··· Text provided
Function File: demo ('name',n)

Runs any examples associated with the function 'name'. Examples are stored in the script file, or in a file with the same name but no extension somewhere on your path. To keep them separate from the usual script code, all lines are prefixed by %!. Each example is introduced by the keyword 'demo' flush left to the prefix, with no intervening spaces. The remainder of the example can contain arbitrary Octave code. For example:

 
   %!demo
   %! t=0:0.01:2*pi; x = sin(t);
   %! plot(t,x)
   %! %-------------------------------------------------
   %! % the figure window shows one cycle of a sine wave

Note that the code is displayed before it is executed, so a simple comment at the end suffices. It is generally not necessary to use disp or printf within the demo.

Demos are run in a function environment with no access to external variables. This means that all demos in your function must use separate initialization code. Alternatively, you can combine your demos into one huge demo, with the code:

 
   %! input("Press <enter> to continue: ","s");

between the sections, but this is discouraged. Other techniques include using multiple plots by saying figure between each, or using subplot to put multiple plots in the same window.
······
··· Raw data
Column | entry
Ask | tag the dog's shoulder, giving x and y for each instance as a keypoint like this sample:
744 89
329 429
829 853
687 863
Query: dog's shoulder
······
-- To be done --
[a] According to the demo function documentation, in what kind of environment are demos run?
[b] Please quote the demo function documentation between "Note that the" and "within the demo.", inclusive.
[c] Write what comes next in the demo function documentation, starting after its final sentence.
The material above comes from a separate source.

-- Answers to each task --
[a] A function environment with no access to external variables.

[b]
Note that the code is displayed before it is executed, so a simple comment at the end suffices. It is generally not necessary to use disp or printf within the demo.

[c]
Also, since demo evaluates inside a function context, you cannot define new functions inside a demo. Instead you will have to use eval(example('function',n)) to see them. Because eval only evaluates one line, or one statement if the statement crosses multiple lines, you must wrap your demo in "if 1 <demo stuff> endif" with the 'if' on the same line as 'demo'. For example,

 
  %!demo if 1
  %!  function y=f(x)
  %!    y=x;
  %!  endfunction
  %!  f(3)
  %! endif

See also: test, example.

Function File: rundemos (directory)

Function File: example ('name',n)
Function File: [x, idx] = example ('name',n)

Display the code for example n associated with the function 'name', but do not run it. If n is not given, all examples are displayed.

Called with output arguments, the examples are returned in the form of a string x, with idx indicating the ending position of the various examples.

See demo for a complete explanation.

See also: demo, test.

Function File: speed (f, init, max_n, f2, tol)
Function File: [order, n, T_f, T_f2] = speed (…)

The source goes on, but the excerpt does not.